_Task to carry out_
Pick out every line of the listing below that contains the word "riot" and copy each of those lines in full. Case counts, so match capital and lowercase letters as given.

_Supplied data_
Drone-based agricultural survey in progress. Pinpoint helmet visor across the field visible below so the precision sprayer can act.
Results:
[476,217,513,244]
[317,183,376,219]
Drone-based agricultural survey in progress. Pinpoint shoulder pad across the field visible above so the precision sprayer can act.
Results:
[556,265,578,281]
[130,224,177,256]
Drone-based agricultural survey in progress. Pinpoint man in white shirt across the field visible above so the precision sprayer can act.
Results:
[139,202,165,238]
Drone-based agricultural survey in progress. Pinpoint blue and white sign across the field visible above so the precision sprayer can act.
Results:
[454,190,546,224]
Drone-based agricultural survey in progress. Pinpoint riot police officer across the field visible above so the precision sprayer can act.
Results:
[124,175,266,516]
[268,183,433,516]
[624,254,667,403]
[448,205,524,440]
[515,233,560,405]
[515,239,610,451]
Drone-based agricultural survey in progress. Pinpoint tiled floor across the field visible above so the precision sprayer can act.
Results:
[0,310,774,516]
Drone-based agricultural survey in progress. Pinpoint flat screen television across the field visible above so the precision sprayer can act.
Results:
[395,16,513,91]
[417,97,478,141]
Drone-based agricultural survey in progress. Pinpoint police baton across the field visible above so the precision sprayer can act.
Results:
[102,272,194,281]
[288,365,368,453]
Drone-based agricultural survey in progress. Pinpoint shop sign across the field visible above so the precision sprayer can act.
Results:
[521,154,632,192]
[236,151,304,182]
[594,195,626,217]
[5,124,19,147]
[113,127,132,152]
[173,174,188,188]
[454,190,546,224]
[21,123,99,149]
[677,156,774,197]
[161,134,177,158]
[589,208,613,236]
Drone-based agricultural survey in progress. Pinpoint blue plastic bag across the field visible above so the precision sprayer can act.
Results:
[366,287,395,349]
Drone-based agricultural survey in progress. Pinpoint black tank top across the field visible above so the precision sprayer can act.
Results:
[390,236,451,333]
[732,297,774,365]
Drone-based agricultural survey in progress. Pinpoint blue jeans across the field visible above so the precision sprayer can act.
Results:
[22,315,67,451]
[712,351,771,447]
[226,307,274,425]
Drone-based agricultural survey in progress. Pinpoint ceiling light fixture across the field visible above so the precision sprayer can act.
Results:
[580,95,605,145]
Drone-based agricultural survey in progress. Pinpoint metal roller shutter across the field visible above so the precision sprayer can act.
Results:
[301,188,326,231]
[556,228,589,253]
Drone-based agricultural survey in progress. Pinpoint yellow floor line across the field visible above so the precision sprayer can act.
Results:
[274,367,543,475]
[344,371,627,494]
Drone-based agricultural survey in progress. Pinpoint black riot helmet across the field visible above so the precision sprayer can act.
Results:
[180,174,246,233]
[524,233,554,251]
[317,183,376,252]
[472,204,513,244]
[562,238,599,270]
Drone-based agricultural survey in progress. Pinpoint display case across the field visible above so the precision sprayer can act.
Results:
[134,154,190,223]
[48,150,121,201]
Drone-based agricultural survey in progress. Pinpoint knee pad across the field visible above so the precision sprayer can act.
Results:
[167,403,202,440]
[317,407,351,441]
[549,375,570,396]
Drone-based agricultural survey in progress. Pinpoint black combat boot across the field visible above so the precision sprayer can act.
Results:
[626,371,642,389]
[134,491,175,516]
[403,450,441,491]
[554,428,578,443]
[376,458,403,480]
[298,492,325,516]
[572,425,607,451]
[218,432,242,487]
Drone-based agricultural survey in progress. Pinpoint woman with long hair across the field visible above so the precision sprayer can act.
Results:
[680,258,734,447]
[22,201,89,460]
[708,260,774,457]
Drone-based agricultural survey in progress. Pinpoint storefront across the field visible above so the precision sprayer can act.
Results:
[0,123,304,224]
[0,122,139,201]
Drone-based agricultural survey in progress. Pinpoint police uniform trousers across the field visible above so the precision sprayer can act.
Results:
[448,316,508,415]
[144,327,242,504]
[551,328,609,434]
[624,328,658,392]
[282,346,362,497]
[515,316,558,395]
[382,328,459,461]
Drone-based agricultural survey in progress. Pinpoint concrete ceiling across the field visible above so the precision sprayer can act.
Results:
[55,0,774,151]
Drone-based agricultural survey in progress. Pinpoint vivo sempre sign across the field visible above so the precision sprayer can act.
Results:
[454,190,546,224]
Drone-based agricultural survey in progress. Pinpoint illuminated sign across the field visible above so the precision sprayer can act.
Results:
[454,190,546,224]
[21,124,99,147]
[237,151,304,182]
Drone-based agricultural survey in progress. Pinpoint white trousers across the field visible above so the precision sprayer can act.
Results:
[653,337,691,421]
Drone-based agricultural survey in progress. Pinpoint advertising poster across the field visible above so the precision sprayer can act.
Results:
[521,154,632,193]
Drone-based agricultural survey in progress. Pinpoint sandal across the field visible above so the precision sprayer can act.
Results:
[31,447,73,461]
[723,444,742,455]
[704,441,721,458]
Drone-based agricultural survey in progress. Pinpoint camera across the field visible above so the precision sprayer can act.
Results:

_Exercise solution_
Drone-based agricultural survey in progress. Pinpoint riot police officer across the field visible above so the precision sprayer can act.
Drone-based agricultural survey in progress. Pinpoint black riot helmet across the field visible above so the precision sprayer can act.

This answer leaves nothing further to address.